§ **DATA IN THIS EXERCISE**:

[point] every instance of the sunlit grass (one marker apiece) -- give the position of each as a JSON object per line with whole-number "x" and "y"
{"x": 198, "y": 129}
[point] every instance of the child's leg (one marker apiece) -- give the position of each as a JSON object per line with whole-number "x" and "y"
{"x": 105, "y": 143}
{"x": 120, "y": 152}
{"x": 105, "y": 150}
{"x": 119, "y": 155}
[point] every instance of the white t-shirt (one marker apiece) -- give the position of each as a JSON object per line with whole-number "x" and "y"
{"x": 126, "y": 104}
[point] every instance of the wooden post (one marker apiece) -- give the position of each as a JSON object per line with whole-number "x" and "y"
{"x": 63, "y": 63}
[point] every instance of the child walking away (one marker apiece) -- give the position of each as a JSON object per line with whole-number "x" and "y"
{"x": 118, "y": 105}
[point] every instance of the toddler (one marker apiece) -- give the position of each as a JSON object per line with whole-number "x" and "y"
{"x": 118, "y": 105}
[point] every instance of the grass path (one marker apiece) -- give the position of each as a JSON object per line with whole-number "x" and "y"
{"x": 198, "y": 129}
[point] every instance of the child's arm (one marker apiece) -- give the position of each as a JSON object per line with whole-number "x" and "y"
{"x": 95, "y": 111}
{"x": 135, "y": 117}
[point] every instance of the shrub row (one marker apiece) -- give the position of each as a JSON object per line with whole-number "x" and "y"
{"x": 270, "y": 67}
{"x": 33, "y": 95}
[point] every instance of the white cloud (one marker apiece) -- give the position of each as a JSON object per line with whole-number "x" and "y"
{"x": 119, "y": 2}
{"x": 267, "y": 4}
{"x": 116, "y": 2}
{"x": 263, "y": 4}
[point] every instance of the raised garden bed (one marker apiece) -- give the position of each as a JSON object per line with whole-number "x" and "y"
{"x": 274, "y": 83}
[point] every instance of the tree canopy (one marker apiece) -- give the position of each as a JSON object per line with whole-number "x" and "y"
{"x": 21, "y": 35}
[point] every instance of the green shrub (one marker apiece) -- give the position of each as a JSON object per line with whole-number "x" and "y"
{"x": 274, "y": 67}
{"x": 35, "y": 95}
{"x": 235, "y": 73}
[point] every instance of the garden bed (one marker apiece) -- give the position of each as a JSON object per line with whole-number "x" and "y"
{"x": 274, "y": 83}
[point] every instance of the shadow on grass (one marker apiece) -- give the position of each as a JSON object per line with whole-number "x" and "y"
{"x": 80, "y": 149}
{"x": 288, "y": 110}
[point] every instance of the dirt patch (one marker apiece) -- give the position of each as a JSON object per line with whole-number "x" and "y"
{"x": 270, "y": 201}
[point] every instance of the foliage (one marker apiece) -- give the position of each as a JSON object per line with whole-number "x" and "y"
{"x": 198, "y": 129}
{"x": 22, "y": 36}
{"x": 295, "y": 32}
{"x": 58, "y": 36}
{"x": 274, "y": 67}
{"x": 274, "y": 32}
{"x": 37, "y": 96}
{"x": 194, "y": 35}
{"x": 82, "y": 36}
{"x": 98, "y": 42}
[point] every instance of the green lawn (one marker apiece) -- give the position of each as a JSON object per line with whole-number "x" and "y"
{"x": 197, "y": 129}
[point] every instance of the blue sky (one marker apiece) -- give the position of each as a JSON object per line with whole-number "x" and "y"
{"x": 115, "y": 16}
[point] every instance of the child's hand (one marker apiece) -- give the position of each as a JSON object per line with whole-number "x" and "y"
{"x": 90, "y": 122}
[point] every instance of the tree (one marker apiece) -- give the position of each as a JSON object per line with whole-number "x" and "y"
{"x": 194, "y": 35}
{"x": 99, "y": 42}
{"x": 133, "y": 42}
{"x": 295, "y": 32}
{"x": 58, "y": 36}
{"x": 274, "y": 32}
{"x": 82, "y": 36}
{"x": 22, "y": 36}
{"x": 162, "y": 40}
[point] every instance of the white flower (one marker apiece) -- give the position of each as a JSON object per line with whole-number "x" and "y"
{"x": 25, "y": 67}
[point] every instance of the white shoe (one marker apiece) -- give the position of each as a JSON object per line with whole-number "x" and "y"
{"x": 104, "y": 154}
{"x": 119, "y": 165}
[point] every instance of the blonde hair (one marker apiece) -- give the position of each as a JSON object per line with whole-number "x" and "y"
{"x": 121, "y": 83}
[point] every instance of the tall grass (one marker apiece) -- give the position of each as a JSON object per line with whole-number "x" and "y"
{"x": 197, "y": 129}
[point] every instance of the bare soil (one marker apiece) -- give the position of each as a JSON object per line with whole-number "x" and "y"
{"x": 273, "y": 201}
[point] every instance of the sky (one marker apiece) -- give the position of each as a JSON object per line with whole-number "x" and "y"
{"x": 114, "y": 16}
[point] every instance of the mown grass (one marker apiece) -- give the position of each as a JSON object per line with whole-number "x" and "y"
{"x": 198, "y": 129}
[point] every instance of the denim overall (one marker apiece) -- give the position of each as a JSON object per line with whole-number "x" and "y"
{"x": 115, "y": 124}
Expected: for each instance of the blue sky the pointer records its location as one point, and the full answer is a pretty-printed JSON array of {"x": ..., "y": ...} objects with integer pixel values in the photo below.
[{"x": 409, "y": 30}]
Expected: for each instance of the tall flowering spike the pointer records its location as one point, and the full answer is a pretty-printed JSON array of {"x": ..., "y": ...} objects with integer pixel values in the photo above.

§ **WRITTEN TASK**: Exactly reproduce all of the entries above.

§ **RESPONSE TO THIS EXERCISE**:
[point] every instance of the sunlit grass (one marker apiece) -- give the position of each as a JSON object per line with whole-number "x" and "y"
{"x": 198, "y": 129}
[point] every instance of the child's leg (one marker apiece) -- give the position of each as a JSON object per line with whole-number "x" and "y"
{"x": 105, "y": 143}
{"x": 120, "y": 152}
{"x": 105, "y": 150}
{"x": 119, "y": 155}
[point] every instance of the white t-shirt (one marker apiece) -- give the position of each as a JSON object per line with whole-number "x" and "y"
{"x": 126, "y": 104}
[point] every instance of the wooden post (one marker apiece) -- give the position of each as a JSON object per line with whole-number "x" and "y"
{"x": 63, "y": 63}
[point] every instance of the child walking away (one marker apiece) -- give the position of each as a JSON object per line with whole-number "x" and "y"
{"x": 118, "y": 105}
[point] every instance of the toddler (one marker apiece) -- give the position of each as a JSON object per line with whole-number "x" and "y"
{"x": 118, "y": 105}
[point] every instance of the grass path (one marker apiece) -- give the position of each as a JSON object per line with whole-number "x" and "y"
{"x": 198, "y": 129}
[point] every instance of the child's arm (one marker apiece) -- give the position of each as a JSON object per line with whole-number "x" and "y"
{"x": 95, "y": 111}
{"x": 135, "y": 117}
[point] every instance of the shrub row (one marker apiece) -- give the position of each as a JSON object per line with whole-number "x" and "y"
{"x": 270, "y": 67}
{"x": 33, "y": 95}
[point] every instance of the white cloud (one marker apiece) -- give the position of each as a JSON object per line with whole-number "x" and "y"
{"x": 119, "y": 2}
{"x": 267, "y": 4}
{"x": 116, "y": 2}
{"x": 263, "y": 4}
[point] every instance of the raised garden bed (one marker apiece) -- give the position of each as a JSON object per line with whole-number "x" and "y"
{"x": 274, "y": 83}
[point] every instance of the tree canopy (one marker apiece) -- give the position of each as a JSON object per line with whole-number "x" and "y"
{"x": 21, "y": 35}
[point] every instance of the green shrub (one marker apiece) -- give the position of each as a JSON object per line with whole-number "x" and "y"
{"x": 274, "y": 67}
{"x": 35, "y": 95}
{"x": 235, "y": 73}
[point] every instance of the garden bed (one marker apiece) -- give the position of each as a JSON object per line with whole-number "x" and "y"
{"x": 274, "y": 83}
[point] every instance of the shadow on grass (one marker apiece) -- give the position of each as a JSON object per line with whole-number "x" and "y"
{"x": 80, "y": 149}
{"x": 288, "y": 110}
[point] every instance of the dirt patch (one marker apiece) -- give the position of each as a JSON object per line with whole-number "x" and "y"
{"x": 270, "y": 201}
[point] every instance of the foliage (one marker apiece) -- give the position of each as a JSON object per line with whole-number "x" and "y"
{"x": 198, "y": 129}
{"x": 22, "y": 36}
{"x": 295, "y": 32}
{"x": 58, "y": 36}
{"x": 274, "y": 67}
{"x": 274, "y": 32}
{"x": 37, "y": 96}
{"x": 194, "y": 35}
{"x": 82, "y": 36}
{"x": 98, "y": 42}
[point] every instance of the green lawn (one marker apiece) -- give the position of each as a JSON object per line with whole-number "x" and "y"
{"x": 197, "y": 129}
[point] every instance of the blue sky (one marker apiece) -- give the position of each as a JSON object per line with whole-number "x" and "y"
{"x": 115, "y": 16}
[point] every instance of the child's hand (one marker apiece) -- give the position of each as a JSON object per line with whole-number "x" and "y"
{"x": 90, "y": 122}
[point] every instance of the tree (one marker apiece) -- give the position of each as a JSON object per line with whole-number "x" and "y"
{"x": 194, "y": 35}
{"x": 99, "y": 42}
{"x": 133, "y": 42}
{"x": 295, "y": 32}
{"x": 58, "y": 36}
{"x": 274, "y": 32}
{"x": 82, "y": 36}
{"x": 22, "y": 36}
{"x": 162, "y": 40}
[point] every instance of the white flower (one marker apiece) -- give the position of each as a JSON object per line with whole-number "x" and "y"
{"x": 25, "y": 67}
[point] every instance of the white shoe (one marker apiece) -- give the position of each as a JSON object per line with whole-number "x" and "y"
{"x": 104, "y": 154}
{"x": 119, "y": 165}
[point] every instance of the blonde hair (one marker apiece) -- give the position of each as a JSON object per line with whole-number "x" and "y"
{"x": 121, "y": 83}
[point] every instance of the tall grass (one marker apiece) -- give the position of each as a JSON object per line with whole-number "x" and "y"
{"x": 197, "y": 129}
[point] every instance of the bare soil (one marker apiece) -- give the position of each as a JSON object per line with whole-number "x" and "y"
{"x": 273, "y": 201}
[point] every instance of the sky (one marker apiece) -- give the position of each as a JSON object per line with whole-number "x" and "y"
{"x": 114, "y": 16}
[point] every instance of the mown grass (one marker apiece) -- give the position of each as a JSON object per line with whole-number "x" and "y"
{"x": 198, "y": 129}
[point] every instance of the denim overall (one marker apiece) -- give the position of each as a JSON object per line with whole-number "x" and "y"
{"x": 115, "y": 124}
Expected: for each instance of the blue sky the pointer records its location as one point, and the full answer is a pretty-printed JSON array of {"x": ..., "y": ...} objects with integer pixel values in the photo below.
[{"x": 409, "y": 30}]
Expected: for each instance of the tall flowering spike the pointer records its location as one point, and the full answer is a pretty-printed JSON array of {"x": ..., "y": ...} objects with integer pixel values in the photo above.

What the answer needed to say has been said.